(Image-grounded pointing data)
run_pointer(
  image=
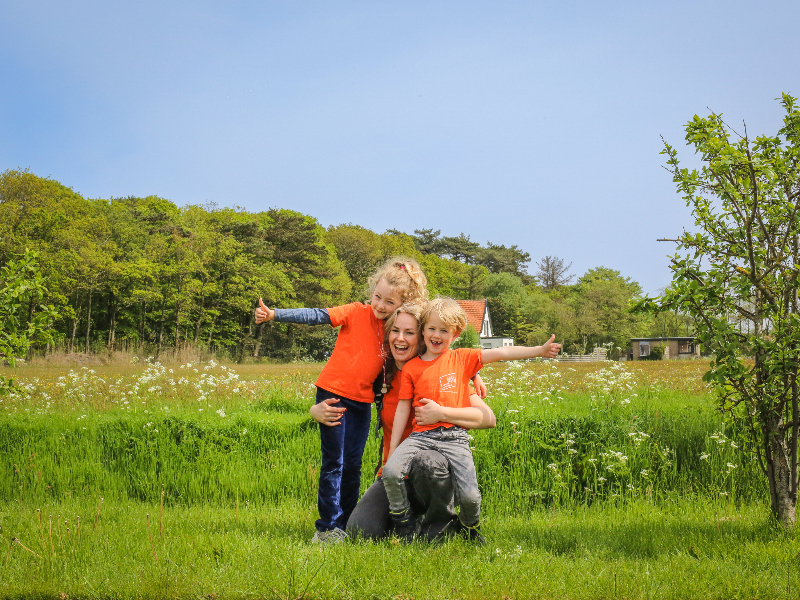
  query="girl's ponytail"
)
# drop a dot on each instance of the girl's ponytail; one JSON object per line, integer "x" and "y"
{"x": 406, "y": 275}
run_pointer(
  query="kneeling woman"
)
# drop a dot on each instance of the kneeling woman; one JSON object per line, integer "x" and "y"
{"x": 429, "y": 483}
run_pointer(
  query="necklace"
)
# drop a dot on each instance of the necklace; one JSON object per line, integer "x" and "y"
{"x": 382, "y": 353}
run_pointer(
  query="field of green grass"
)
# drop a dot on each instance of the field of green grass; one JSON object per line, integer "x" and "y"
{"x": 601, "y": 480}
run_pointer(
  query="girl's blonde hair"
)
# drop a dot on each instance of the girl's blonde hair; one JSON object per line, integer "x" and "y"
{"x": 448, "y": 310}
{"x": 403, "y": 274}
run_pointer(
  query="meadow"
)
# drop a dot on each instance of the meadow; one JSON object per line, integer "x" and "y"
{"x": 198, "y": 480}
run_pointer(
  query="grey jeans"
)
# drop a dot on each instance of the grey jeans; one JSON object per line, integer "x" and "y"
{"x": 453, "y": 444}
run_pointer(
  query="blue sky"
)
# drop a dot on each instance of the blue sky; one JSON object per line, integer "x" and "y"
{"x": 529, "y": 123}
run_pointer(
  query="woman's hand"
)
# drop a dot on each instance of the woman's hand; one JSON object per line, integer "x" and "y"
{"x": 429, "y": 413}
{"x": 263, "y": 313}
{"x": 326, "y": 414}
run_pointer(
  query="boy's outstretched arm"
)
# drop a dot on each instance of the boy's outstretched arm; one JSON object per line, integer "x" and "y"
{"x": 263, "y": 312}
{"x": 476, "y": 416}
{"x": 549, "y": 349}
{"x": 400, "y": 420}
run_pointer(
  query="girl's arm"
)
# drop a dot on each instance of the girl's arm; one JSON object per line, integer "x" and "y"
{"x": 304, "y": 316}
{"x": 548, "y": 350}
{"x": 326, "y": 414}
{"x": 400, "y": 421}
{"x": 477, "y": 416}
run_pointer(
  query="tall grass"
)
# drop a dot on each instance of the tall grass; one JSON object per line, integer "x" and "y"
{"x": 599, "y": 482}
{"x": 209, "y": 438}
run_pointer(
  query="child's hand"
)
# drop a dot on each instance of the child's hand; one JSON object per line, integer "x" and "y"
{"x": 480, "y": 387}
{"x": 550, "y": 349}
{"x": 429, "y": 413}
{"x": 326, "y": 414}
{"x": 263, "y": 313}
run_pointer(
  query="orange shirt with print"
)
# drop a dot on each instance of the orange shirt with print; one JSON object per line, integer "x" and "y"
{"x": 445, "y": 380}
{"x": 357, "y": 356}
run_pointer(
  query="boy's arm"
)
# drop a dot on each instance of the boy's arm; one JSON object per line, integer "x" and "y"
{"x": 476, "y": 416}
{"x": 431, "y": 413}
{"x": 480, "y": 387}
{"x": 548, "y": 350}
{"x": 304, "y": 316}
{"x": 400, "y": 421}
{"x": 489, "y": 420}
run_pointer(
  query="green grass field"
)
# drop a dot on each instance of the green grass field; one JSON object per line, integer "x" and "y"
{"x": 195, "y": 481}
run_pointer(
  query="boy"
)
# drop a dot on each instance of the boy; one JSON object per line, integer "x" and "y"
{"x": 441, "y": 374}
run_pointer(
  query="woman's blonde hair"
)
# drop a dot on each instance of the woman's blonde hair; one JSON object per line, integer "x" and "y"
{"x": 448, "y": 310}
{"x": 409, "y": 308}
{"x": 403, "y": 274}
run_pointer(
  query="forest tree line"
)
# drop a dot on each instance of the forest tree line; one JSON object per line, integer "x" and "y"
{"x": 146, "y": 276}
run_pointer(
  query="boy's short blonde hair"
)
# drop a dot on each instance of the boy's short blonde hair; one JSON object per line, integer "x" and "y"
{"x": 448, "y": 310}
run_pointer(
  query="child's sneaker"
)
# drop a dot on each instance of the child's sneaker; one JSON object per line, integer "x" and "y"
{"x": 334, "y": 536}
{"x": 405, "y": 526}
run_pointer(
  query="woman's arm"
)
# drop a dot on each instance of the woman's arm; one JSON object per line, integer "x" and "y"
{"x": 547, "y": 350}
{"x": 400, "y": 421}
{"x": 477, "y": 416}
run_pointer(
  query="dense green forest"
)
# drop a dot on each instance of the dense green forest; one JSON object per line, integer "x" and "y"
{"x": 144, "y": 275}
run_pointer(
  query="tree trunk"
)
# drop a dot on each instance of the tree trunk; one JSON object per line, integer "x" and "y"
{"x": 89, "y": 320}
{"x": 161, "y": 329}
{"x": 75, "y": 323}
{"x": 258, "y": 340}
{"x": 780, "y": 471}
{"x": 177, "y": 328}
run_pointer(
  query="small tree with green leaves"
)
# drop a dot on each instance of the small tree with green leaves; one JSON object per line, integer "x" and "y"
{"x": 736, "y": 275}
{"x": 24, "y": 317}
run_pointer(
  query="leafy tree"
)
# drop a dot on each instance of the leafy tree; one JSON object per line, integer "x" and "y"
{"x": 551, "y": 273}
{"x": 499, "y": 259}
{"x": 469, "y": 338}
{"x": 741, "y": 267}
{"x": 602, "y": 301}
{"x": 24, "y": 317}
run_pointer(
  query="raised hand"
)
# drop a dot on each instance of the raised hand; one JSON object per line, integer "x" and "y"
{"x": 263, "y": 313}
{"x": 550, "y": 348}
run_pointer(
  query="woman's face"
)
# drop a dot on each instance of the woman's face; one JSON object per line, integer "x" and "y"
{"x": 404, "y": 338}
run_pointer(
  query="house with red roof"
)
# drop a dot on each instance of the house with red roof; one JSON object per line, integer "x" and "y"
{"x": 478, "y": 316}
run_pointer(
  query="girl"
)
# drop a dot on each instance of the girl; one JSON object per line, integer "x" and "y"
{"x": 429, "y": 481}
{"x": 347, "y": 378}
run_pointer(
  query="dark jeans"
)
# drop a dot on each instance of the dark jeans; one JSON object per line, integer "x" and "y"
{"x": 340, "y": 473}
{"x": 430, "y": 492}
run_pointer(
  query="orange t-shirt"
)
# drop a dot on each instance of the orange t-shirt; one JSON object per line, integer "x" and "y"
{"x": 390, "y": 401}
{"x": 444, "y": 380}
{"x": 356, "y": 359}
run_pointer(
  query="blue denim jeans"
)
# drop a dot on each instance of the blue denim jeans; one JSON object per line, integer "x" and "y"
{"x": 453, "y": 443}
{"x": 340, "y": 472}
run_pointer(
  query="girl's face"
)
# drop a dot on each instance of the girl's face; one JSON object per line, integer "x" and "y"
{"x": 404, "y": 338}
{"x": 385, "y": 299}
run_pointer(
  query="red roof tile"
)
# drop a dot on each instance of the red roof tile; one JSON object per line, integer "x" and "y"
{"x": 475, "y": 310}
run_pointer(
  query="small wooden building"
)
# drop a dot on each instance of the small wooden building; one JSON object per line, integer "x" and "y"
{"x": 677, "y": 348}
{"x": 478, "y": 316}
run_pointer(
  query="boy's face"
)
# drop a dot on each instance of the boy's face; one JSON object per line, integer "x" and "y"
{"x": 437, "y": 335}
{"x": 385, "y": 299}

_WHAT IS EXPECTED:_ Reproduce the records in full and leave the images behind.

_REPLY:_
run_pointer(
  image=
  query="girl's ponytail"
)
# drop a dot on each instance of the girl's ponytail; one JSON object per line, integer "x" and "y"
{"x": 406, "y": 275}
run_pointer(
  query="kneeling woman"
)
# drop a dot on each instance of the kneeling woman; one JSON object per line, integer "x" and "y"
{"x": 429, "y": 483}
run_pointer(
  query="necklace"
)
# drop a dot on each instance of the necklace; one JSON object per line, integer "x" and "y"
{"x": 382, "y": 353}
run_pointer(
  query="field of green grass"
)
# drop a dot on each instance of the field of green grass; one JSON object per line, integer "x" and "y"
{"x": 601, "y": 480}
run_pointer(
  query="girl's blonde hair"
)
# drop a dot on each instance of the girl's blonde hair; one JSON object per line, integer "x" and "y"
{"x": 448, "y": 310}
{"x": 403, "y": 274}
run_pointer(
  query="meadow"
)
# drop a dot on each instance of the meadow; one JSON object per line, integer "x" and "y"
{"x": 198, "y": 480}
run_pointer(
  query="grey jeans"
)
# drop a dot on each instance of the grey jeans; one JSON object per line, integer "x" and "y"
{"x": 453, "y": 444}
run_pointer(
  query="blue sky"
)
# drop a dot on each instance of the blue sky; one JSON object per line, integer "x" and "y"
{"x": 529, "y": 123}
run_pointer(
  query="woman's hand"
)
# drop a dot on each instance of the woman's hand; one JSON object per line, integer "x" and "y"
{"x": 429, "y": 413}
{"x": 263, "y": 313}
{"x": 326, "y": 414}
run_pointer(
  query="boy's outstretched arm"
)
# drop a dot on each instance of the boy's outstretched arm; one JSON object per line, integer "x" and "y"
{"x": 263, "y": 312}
{"x": 476, "y": 416}
{"x": 549, "y": 349}
{"x": 400, "y": 420}
run_pointer(
  query="girl's arm"
)
# drop a dot on each instance of the girl's arm; one JSON object per line, integer "x" and "y"
{"x": 304, "y": 316}
{"x": 548, "y": 350}
{"x": 326, "y": 414}
{"x": 400, "y": 421}
{"x": 477, "y": 416}
run_pointer(
  query="tall grass"
)
# drop a dot on each instance of the tall grass; one JSON object per line, integer "x" and "y"
{"x": 599, "y": 482}
{"x": 209, "y": 438}
run_pointer(
  query="child's hand"
)
# drop a dot on each instance of the child's hand; one JSON object per line, integer "x" and "y"
{"x": 480, "y": 387}
{"x": 550, "y": 349}
{"x": 429, "y": 413}
{"x": 326, "y": 414}
{"x": 263, "y": 313}
run_pointer(
  query="orange shirt with print"
)
# drop a dot on each instance of the orange shirt with print; one JSON object per line, integer "x" and "y"
{"x": 445, "y": 380}
{"x": 357, "y": 356}
run_pointer(
  query="boy's arm"
)
# drop a dot on each instance of the boy's arm; one JSON object per line, integer "x" and "y"
{"x": 476, "y": 416}
{"x": 431, "y": 413}
{"x": 480, "y": 387}
{"x": 548, "y": 350}
{"x": 304, "y": 316}
{"x": 400, "y": 421}
{"x": 489, "y": 420}
run_pointer(
  query="green grass field"
)
# drop a dot on each instance of the green grass field; one JSON object per line, integer "x" and "y"
{"x": 195, "y": 481}
run_pointer(
  query="boy"
)
# drop a dot on each instance of the boy; one JSON object per line, integer "x" and "y"
{"x": 441, "y": 374}
run_pointer(
  query="woman's blonde hair"
)
# drop a dot on each instance of the woman's blonde hair; one JSON object per line, integer "x" and "y"
{"x": 448, "y": 310}
{"x": 409, "y": 308}
{"x": 403, "y": 274}
run_pointer(
  query="forest tree line"
)
# drop a dot on each instance of the forest tree line; one JSON object per line, integer "x" and "y"
{"x": 146, "y": 276}
run_pointer(
  query="boy's short blonde hair"
)
# drop a dot on each instance of the boy's short blonde hair; one JSON object per line, integer "x" and "y"
{"x": 448, "y": 310}
run_pointer(
  query="child's sneaker"
)
# drop a dot on each instance of the child's sneaker; one JSON object per line, integer "x" and "y"
{"x": 334, "y": 536}
{"x": 405, "y": 526}
run_pointer(
  query="woman's arm"
)
# drop a dot on each instance of the woman's arm; one JSON object per line, integer "x" and "y"
{"x": 547, "y": 350}
{"x": 400, "y": 421}
{"x": 477, "y": 416}
run_pointer(
  query="dense green forest"
)
# drop a dot on each instance of the dense green forest; one JSON object per line, integer "x" and "y"
{"x": 144, "y": 275}
run_pointer(
  query="tree trunk"
)
# drop a dot on each instance of the tree trunk; one JSON object per line, integer "x" and "y"
{"x": 89, "y": 320}
{"x": 161, "y": 329}
{"x": 75, "y": 323}
{"x": 258, "y": 340}
{"x": 780, "y": 471}
{"x": 177, "y": 328}
run_pointer(
  query="small tree with green leaves"
)
# drop a dot on each instance of the small tree with green leaves; one JSON object per line, integer "x" and "y"
{"x": 736, "y": 275}
{"x": 24, "y": 317}
run_pointer(
  query="leafy tree"
)
# drop a dot on each instance of the leafy tree; one JSON object per line, integer "x" and "y"
{"x": 551, "y": 273}
{"x": 499, "y": 259}
{"x": 469, "y": 338}
{"x": 741, "y": 267}
{"x": 602, "y": 301}
{"x": 24, "y": 317}
run_pointer(
  query="raised hand"
)
# drop a dot on each instance of the raised hand; one JSON object per line, integer "x" and "y"
{"x": 263, "y": 313}
{"x": 550, "y": 348}
run_pointer(
  query="woman's face"
)
# drop a dot on each instance of the woman's face; one JSON object per line, integer "x" and "y"
{"x": 404, "y": 338}
run_pointer(
  query="house with red roof"
)
# drop a dot on each instance of the house with red roof; one JSON object per line, integer "x" and "y"
{"x": 478, "y": 316}
run_pointer(
  query="girl"
)
# drop a dot on each instance of the girl; one JSON object per line, integer "x" and "y"
{"x": 429, "y": 481}
{"x": 347, "y": 378}
run_pointer(
  query="dark jeans"
)
# drop a dot on each instance of the dark jeans; one JSON object per line, integer "x" and "y"
{"x": 340, "y": 473}
{"x": 430, "y": 492}
run_pointer(
  query="orange t-shirt"
)
# drop a dot on each instance of the orange t-shirt; one JSON object per line, integer "x" and "y"
{"x": 390, "y": 401}
{"x": 444, "y": 380}
{"x": 356, "y": 359}
run_pointer(
  query="blue denim jeans"
)
# drop a dot on each instance of the blue denim jeans; one JSON object per line, integer "x" and "y"
{"x": 453, "y": 443}
{"x": 340, "y": 472}
run_pointer(
  query="girl's face"
)
# drop a dot on each instance of the girl's face; one JSON object per line, integer "x" and "y"
{"x": 404, "y": 338}
{"x": 385, "y": 299}
run_pointer(
  query="red roof tile"
)
# drop a dot on each instance of the red roof tile; one JSON object per line, integer "x" and "y"
{"x": 475, "y": 310}
run_pointer(
  query="small wooden building"
)
# drop a dot on each instance of the small wooden building; one JSON object per line, integer "x" and "y"
{"x": 677, "y": 348}
{"x": 478, "y": 316}
run_pointer(
  query="boy's face"
)
# drop a dot on each instance of the boy's face; one JSON object per line, integer "x" and "y"
{"x": 437, "y": 335}
{"x": 385, "y": 299}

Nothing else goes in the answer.